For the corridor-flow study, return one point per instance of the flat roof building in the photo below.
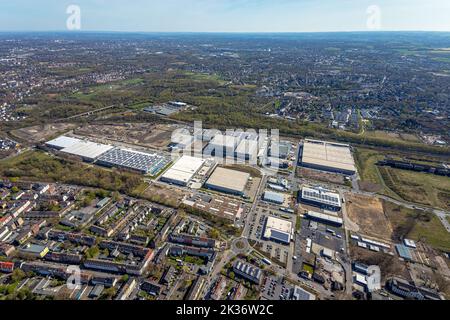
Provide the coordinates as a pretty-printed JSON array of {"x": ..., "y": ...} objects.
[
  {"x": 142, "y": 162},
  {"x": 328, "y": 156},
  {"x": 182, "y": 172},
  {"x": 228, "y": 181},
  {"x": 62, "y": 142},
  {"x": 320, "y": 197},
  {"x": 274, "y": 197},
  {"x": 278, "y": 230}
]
* * *
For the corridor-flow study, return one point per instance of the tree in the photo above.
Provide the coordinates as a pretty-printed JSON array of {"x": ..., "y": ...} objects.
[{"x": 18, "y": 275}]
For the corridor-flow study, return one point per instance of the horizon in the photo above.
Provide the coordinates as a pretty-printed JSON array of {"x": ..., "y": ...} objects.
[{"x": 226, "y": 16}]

_PROBLEM DETAILS_
Filter the records above for lines with "photo".

_EXERCISE SOLUTION_
For the corridor-flow study, return one point per instance of the flat roof building in the photo below.
For the corridor-flow study, return one point per instance of the tree in the photo above.
For the corridor-flow study, return one point per instance of the horizon in the photo above.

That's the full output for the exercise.